ESTRATTO:
I partecipanti, almeno 12.000, erano stipati senza distanza di sicurezza, senza mascherine, senza pass vaccinali, senza test. Questa mancanza di attenzione è la dimostrazione più tangibile del rischio insito nella presunta autogestione della criptomoneta: il suo evento celebrativo, dal punto di vista tecnologico poteva proporre a tutti i partecipanti di scaricare la app OnePass (International Health Passport) basata sulla blockchain, che offre uno strumento efficace per rendere anonimo e sicuro il controllo della vaccinazione o dell’esito dei tamponi e soprattutto il contact tracing. Sarebbe passato il messaggio della utilità sociale della blockchain, invece che la fanatica rivendicazione di libertà dalle catene dello stato che ti controlla con le regole per la prevenzione del Covid.

Michael Saylor, Ceo di Microstrategies, azienda che ha investito in bitcoin non si è risparmiato nell’apologia della cryptovaluta: “se volete una dichiarazione politica, bitcoin risolve ogni questione. Mette al suo posto il governo, restituisce la razionalità al sistema politico e libertà e diritti di proprietà alla razza umana…”.

Saylor si è anche prodigato per far riavvicinare Musk a bitcoin, dopo che ne aveva criticato l’elevato consumo di energia: ha favorito un incontro tra Musk e i miner, per impegnare questi ad una maggiore attenzione alle emissioni e per risospingere Musk ad una maggiore apertura verso un mining sostenibile. [4]

Le istituzioni: incertezze pericolose

Le banche centrali (FED, BCE, Bank of England…) considerano le criptovalute un asset e quindi le escludono dai mezzi ordinari di pagamento. Non è vero che banche stiano per entrare nelle cryptovalute con propri prodotti: questo contraddirebbe il loro impegno a tenere fuori dalla circolazione monetaria ordinaria le cryptovalute.

È vero invece che le banche centrali hanno seguito una politica molto prudente verso le crypovalute, per evitare l’effetto boomerang che molti preconizzano: “i nemici di bitcoin sono quelli che più lo rafforzano”. È vero anche che le Banche centrali si stanno interessando e stanno investendo sullo sviluppo dei pagamenti elettronici, con l’obiettivo di acquisire e sviluppare nuove tecnologie che rendano le transazioni più rapide, efficienti e meno onerose. Ci saranno euro, dollari, renminbi etc. digitali, ma non è affatto detto che essi seguano il modello estrattivo e di validazione attraverso libro mastro diffuso, su cui si basa bitcoin. Soprattutto, non è affatto scontato che le criptovalute entrino a far parte del sistema monetario, affiancando altre valute che rientrano tra le riserve, e questo è il passo che i più accorti operatori delle cryptovaluta chiedono a gran voce: bitcoin riconosciuto come valuta darebbe una stabilità alle sue quotazioni che oggi costituisce il tallone di Achille della cryptovaluta.

MATERIALE ESTRATTO:
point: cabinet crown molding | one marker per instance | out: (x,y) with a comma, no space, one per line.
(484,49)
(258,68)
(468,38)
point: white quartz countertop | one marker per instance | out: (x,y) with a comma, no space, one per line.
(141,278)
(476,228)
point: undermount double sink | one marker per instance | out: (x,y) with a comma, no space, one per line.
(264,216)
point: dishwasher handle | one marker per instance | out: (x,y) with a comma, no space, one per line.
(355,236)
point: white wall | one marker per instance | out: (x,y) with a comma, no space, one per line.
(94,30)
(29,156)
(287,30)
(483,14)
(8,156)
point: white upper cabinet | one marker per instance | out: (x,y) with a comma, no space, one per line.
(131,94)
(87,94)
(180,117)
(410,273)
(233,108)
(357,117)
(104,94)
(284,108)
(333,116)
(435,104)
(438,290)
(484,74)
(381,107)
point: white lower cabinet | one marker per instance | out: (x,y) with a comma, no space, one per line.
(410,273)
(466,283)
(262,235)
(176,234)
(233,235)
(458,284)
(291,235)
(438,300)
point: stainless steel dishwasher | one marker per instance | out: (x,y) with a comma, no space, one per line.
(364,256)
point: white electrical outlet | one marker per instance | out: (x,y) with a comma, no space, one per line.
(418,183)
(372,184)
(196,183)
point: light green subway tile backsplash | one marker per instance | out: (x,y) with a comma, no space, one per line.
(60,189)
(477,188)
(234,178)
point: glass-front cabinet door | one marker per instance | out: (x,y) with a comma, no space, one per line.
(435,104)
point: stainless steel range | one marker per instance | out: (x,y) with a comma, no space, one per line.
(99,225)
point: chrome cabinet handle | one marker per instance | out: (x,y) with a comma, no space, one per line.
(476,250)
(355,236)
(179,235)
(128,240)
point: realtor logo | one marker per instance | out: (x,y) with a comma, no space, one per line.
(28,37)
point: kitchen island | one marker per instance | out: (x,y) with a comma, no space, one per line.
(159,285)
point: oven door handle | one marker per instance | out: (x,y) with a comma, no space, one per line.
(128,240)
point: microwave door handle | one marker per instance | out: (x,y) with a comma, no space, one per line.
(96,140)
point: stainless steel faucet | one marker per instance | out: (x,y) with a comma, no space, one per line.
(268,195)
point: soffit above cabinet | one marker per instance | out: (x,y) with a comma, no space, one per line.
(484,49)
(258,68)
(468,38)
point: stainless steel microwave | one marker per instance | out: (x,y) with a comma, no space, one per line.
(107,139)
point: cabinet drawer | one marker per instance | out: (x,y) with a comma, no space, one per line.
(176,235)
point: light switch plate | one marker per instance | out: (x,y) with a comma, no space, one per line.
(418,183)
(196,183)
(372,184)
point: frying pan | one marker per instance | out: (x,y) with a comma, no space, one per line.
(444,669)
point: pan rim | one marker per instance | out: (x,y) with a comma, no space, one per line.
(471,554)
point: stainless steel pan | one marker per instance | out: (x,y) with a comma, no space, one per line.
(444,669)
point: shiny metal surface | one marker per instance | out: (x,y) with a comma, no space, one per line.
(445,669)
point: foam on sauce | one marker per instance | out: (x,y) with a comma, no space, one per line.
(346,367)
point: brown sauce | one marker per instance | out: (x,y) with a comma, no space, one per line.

COMPITI:
A - Trascrivi dal testo sulle criptovalute il passo che comincia con le parole "Le istituzioni: incertezze" e si chiude dopo le parole "ordinaria le cryptovalute.".
B - Secondo il testo sulle criptovalute, in che modo le banche centrali considerano le criptovalute?
C - Scrivi il seguito del testo sulle criptovalute, riprendendo subito dopo la sua ultima frase.

RISULTATI PER COMPITO:
A -
Le istituzioni: incertezze pericolose

Le banche centrali (FED, BCE, Bank of England…) considerano le criptovalute un asset e quindi le escludono dai mezzi ordinari di pagamento. Non è vero che banche stiano per entrare nelle cryptovalute con propri prodotti: questo contraddirebbe il loro impegno a tenere fuori dalla circolazione monetaria ordinaria le cryptovalute.

B - Le considerano un asset e quindi le escludono dai mezzi ordinari di pagamento.

C -
conclusioni

Ma se le Banche centrali sono prudenti, non lo è Paolo Savona, presidente della Consob. Nel suo incontro con il mercato, Savona ha ricordato che la Consob ha chiuso 400 siti che sollecitavano il risparmio tramite cryptovalute: “sulla base di internet sappiamo che esistono in circolazione dalle 4 alle 5 mila cryptocurrency che operano più o meno indisturbate. È una valanga che ogni giorno rovescia nella rete una mole impressionante di dati, più o meno veritieri: una quantità pari a 10 alla diciottesima di bit, qualcosa che sfugge a qualsiasi controllo a posteriori”[5].

Il paragone di Savona è con la crisi del 2008, quando lo sviluppo impetuoso dei derivati, i nuovi strumenti finanziari che aggregavano titoli di diversa solvibilità, pose le premesse della crisi finanziaria i cui effetti in Italia non erano ancora smaltiti al momento in cui esplose il Covid.

Il rischio è che la distinzione tra asset e monete, che costituisce la barriera difensiva delle banche centrali e dei governi, non possa tenere a lungo: “non è più possibile distinguere, con certezza tecnica e giuridica, in che cosa oggi consistano legalmente la moneta e i prodotti finanziari…(occorrono) norme chiare sulla nascita e sugli scambi degli strumenti criptati e sui lor intrecci tra passività/attività monetarie e finanziarie tradizionali, siano esse digitalizzare o meno, come guida indispensabile per gli operatori che gestiscono la liquidità e i risparmi”.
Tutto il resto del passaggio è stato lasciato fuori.